REQUISITI DEL COMPITO
Riscrivi come elenco puntato il paragrafo del testo di lettura che inizia con «Mostra scarsa capacità esegetica», conservandone i fatti principali.

TESTO DI LETTURA
......
La soluzione del problema invece è un altra: qualsiasi ministero, anche
d’autorità, è servizio e donazione ai fratelli: chiunque si fa capo e maestro
non è che servitore di tutti e in questo è chiamato a esercitare su tutti la
carità e la benevolenza più degli altri. Proprio come diceva Gesù. «Io sono
in mezzo a voi come Colui che serve».
Gli ultimi saranno i primi quindi non smentisce la legittima autorità visibile
petrina. {PP. Minimi; 28 maggio 2009}
2.
{Nicola Martella}
▲
Non userò il
predicato «queste cavolate» per qualificare le asserzioni di questo «PP. Minimi»
(francescano, in origine dell'ordine mendicante dei Minimi), come lui ha
osato invece fare nella sua temerarietà di chierico, sebbene da lui mi sarei
aspettato più rispetto e più argomentazione esegetica. Ciò dinanzi a cui mi
trovo è però una versettologia indebita e un falso sillogismo.
Non si capisce che cosa c’entra ciò che Gesù dice dei suoi seguaci con ciò che
Egli afferma di se stesso. Egli non disse
fra noi «gli ultimi saranno i
primi», ma bel altro, riferendosi solo ai discepoli; infatti quando «nacque
poi anche una contesa fra loro per
sapere chi di loro fosse reputato il maggiore», Gesù «disse
loro:
I re delle nazioni le signoreggiano, e quelli che hanno autorità su di esse
sono chiamati benefattori. Ma tra voi
non dev’essere così; anzi, il maggiore fra
voi sia come il minore, e chi governa come colui che serve» (Lc
22,25s). Quindi il principio di Gesù riguardava qui i suoi seguaci e non lui
stesso. Nessuno fra i suoi apostoli avrebbe dovuto avere il primato, proprio per
contrastare il principio insito nella logica politica del mondo. A ciò si
aggiunga che parlando di «maestri», «padri» e «guide» spirituali, ingiunse ai
suoi apostoli in stile anticlericale: «E non vi fate chiamare “Insegnanti”,
perché
uno solo è il vostro insegnante, il
Cristo, ma il maggiore fra voi sia
vostro servitore» (Mt 23,10s).
Mostra scarsa capacità esegetica, poco rispettosa del contesto, mettere insieme
indebitamente cose che per natura non stanno insieme. Questo è tipico di chi non
è veramente interessato alla verità esegetica, ma a difendere con l’uso
strumentale della Scrittura una tesi preconfezionata per partito preso. Come
abbiamo visto, Gesù distingueva benissimo tra il «fra voi» (riferito agli
apostoli) e se stesso. Proprio perché Gesù era il loro Capo, gli apostoli non
dovevano cercare posizioni di preminenza. Si noti in Matteo 23,8ss la
contrapposizione, che nel contesto riguardava le pretese di scribi e farisei di
essere autorità religiose, padri spirituali e unici insegnanti autorizzati.
......
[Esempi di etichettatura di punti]

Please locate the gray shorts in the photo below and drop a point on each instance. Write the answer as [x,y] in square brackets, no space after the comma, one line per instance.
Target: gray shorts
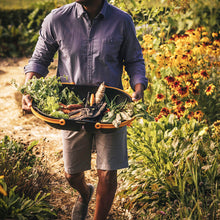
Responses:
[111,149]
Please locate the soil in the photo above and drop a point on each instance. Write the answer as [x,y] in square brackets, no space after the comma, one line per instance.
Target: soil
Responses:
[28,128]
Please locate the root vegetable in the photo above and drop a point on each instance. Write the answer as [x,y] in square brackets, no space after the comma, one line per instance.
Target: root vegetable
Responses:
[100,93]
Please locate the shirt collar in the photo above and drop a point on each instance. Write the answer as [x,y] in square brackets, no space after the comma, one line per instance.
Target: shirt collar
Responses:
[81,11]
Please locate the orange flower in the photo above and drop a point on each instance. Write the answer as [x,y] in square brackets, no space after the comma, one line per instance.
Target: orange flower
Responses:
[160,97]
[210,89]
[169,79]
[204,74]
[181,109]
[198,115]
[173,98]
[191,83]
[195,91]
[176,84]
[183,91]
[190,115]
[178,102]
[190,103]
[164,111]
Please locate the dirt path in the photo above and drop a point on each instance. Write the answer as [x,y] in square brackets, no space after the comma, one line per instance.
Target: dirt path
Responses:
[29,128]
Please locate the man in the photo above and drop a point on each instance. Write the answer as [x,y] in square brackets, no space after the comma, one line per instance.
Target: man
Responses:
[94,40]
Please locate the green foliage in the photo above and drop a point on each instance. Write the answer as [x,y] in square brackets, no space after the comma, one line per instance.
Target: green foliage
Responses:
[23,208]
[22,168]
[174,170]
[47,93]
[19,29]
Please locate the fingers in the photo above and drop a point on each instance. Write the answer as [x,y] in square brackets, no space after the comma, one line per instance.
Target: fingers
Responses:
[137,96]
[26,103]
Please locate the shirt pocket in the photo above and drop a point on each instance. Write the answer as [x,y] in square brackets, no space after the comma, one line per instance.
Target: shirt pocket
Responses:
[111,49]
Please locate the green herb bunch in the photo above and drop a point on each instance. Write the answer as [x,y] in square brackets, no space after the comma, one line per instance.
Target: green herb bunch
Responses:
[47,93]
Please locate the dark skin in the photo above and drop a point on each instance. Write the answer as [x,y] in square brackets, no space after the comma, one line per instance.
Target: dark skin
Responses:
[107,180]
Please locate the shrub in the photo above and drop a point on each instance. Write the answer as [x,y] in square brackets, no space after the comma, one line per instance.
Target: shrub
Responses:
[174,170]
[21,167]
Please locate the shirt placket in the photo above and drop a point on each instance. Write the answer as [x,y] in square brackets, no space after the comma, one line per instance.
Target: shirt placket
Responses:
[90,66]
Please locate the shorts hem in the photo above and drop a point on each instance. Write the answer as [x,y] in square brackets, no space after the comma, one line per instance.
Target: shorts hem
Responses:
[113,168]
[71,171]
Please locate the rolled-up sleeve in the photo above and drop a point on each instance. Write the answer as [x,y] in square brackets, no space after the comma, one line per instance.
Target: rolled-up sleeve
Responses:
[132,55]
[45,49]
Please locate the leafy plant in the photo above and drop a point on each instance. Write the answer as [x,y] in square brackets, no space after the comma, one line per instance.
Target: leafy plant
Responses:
......
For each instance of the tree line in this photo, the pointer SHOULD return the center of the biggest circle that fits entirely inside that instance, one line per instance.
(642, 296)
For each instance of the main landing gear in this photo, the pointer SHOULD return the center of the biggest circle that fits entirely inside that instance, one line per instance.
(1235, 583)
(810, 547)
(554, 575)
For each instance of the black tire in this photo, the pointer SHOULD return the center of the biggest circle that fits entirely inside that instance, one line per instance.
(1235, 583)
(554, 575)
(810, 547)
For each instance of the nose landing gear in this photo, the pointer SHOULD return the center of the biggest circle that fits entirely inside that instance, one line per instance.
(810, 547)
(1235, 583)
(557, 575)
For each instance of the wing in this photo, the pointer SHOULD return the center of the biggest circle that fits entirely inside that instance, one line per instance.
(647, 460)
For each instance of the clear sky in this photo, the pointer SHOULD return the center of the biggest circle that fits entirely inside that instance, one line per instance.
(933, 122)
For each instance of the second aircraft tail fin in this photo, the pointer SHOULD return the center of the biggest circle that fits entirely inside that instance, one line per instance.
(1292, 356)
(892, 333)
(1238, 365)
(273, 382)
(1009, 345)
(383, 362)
......
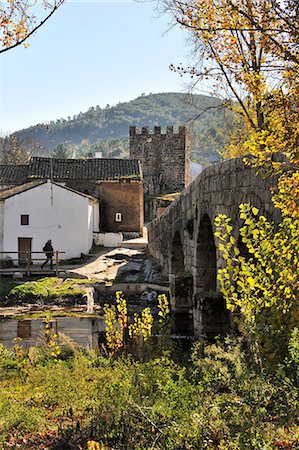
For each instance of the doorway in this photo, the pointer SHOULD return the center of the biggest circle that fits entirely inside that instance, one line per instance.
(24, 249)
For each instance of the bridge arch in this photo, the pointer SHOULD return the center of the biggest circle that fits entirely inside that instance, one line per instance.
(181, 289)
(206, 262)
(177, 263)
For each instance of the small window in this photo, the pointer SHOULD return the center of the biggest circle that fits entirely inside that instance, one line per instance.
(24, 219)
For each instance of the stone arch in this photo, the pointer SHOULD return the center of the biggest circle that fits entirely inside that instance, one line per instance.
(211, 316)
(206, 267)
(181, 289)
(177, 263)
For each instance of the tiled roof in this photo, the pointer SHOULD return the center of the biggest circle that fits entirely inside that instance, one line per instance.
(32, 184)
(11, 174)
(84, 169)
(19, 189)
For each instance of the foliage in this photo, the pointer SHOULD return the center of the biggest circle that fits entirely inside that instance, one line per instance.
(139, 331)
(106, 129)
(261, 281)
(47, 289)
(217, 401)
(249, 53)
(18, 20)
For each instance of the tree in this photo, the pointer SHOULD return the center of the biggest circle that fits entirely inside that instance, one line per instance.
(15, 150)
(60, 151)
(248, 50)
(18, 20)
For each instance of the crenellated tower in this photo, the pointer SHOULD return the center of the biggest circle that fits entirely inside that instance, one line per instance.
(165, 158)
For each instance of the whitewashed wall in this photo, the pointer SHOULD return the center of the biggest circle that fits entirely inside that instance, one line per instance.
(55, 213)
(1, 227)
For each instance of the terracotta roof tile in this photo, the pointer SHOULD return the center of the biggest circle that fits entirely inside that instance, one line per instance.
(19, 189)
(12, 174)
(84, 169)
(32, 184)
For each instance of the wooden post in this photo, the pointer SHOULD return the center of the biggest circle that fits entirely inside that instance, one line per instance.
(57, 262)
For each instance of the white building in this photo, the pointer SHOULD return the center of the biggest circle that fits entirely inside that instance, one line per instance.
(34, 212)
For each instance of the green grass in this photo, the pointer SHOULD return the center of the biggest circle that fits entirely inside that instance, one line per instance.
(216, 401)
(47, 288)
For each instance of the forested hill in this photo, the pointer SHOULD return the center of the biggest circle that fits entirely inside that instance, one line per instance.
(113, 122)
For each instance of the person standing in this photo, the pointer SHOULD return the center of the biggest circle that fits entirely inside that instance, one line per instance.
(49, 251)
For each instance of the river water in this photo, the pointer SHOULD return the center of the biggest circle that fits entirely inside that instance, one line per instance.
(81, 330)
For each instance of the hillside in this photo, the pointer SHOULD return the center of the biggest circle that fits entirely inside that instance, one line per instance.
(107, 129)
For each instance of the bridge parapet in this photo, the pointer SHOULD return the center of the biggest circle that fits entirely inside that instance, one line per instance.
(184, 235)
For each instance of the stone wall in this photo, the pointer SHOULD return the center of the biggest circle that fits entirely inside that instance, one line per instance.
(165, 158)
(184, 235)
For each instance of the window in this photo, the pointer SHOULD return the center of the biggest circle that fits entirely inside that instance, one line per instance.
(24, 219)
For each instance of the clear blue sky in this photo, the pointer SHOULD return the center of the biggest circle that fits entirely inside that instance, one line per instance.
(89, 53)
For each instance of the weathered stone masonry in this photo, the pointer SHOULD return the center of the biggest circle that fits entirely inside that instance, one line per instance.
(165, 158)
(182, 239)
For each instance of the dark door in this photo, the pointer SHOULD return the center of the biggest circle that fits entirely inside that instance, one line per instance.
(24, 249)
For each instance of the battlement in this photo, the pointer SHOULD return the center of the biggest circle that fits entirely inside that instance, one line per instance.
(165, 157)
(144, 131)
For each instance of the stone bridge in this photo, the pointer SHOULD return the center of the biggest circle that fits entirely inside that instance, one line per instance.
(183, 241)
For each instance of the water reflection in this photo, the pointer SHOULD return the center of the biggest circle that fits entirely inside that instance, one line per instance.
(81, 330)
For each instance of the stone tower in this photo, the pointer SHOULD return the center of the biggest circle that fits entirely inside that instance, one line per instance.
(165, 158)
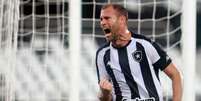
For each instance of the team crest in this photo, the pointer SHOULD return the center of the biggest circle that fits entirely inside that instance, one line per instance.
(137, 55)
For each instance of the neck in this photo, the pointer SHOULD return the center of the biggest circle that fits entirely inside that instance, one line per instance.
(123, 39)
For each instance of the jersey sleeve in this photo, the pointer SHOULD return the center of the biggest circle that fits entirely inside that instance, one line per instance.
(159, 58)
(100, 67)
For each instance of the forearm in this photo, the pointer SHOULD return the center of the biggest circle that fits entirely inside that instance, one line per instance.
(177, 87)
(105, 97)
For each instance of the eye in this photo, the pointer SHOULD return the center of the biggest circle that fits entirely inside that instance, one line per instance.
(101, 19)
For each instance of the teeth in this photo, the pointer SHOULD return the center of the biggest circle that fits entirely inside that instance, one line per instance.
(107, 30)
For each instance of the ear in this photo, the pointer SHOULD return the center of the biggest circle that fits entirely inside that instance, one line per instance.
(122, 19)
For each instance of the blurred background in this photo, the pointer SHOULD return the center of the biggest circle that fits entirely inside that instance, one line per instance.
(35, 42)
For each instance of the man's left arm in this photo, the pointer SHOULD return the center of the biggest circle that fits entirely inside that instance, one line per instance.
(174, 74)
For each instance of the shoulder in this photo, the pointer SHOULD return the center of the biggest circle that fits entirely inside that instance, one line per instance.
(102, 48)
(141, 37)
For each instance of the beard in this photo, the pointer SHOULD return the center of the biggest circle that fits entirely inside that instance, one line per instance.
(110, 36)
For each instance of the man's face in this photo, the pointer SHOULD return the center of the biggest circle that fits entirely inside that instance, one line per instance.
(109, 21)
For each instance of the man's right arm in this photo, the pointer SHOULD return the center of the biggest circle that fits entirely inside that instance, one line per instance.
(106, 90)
......
RISPOSTA COMPLETA
- Accostare indebitamente cose che per natura non stanno insieme, senza rispetto del contesto, denota scarsa capacità esegetica.
- È un atteggiamento tipico di chi non cerca la verità esegetica. Chi agisce così usa la Scrittura in modo strumentale per difendere per partito preso una tesi preconfezionata.
- Gesù distingueva nettamente tra il «fra voi», riferito agli apostoli, e se stesso.
- Proprio perché Gesù era il loro Capo, gli apostoli non dovevano cercare posizioni di preminenza.
- In Matteo 23,8ss compare una contrapposizione che, nel contesto, riguardava le pretese di scribi e farisei di essere autorità religiose, padri spirituali e unici insegnanti autorizzati.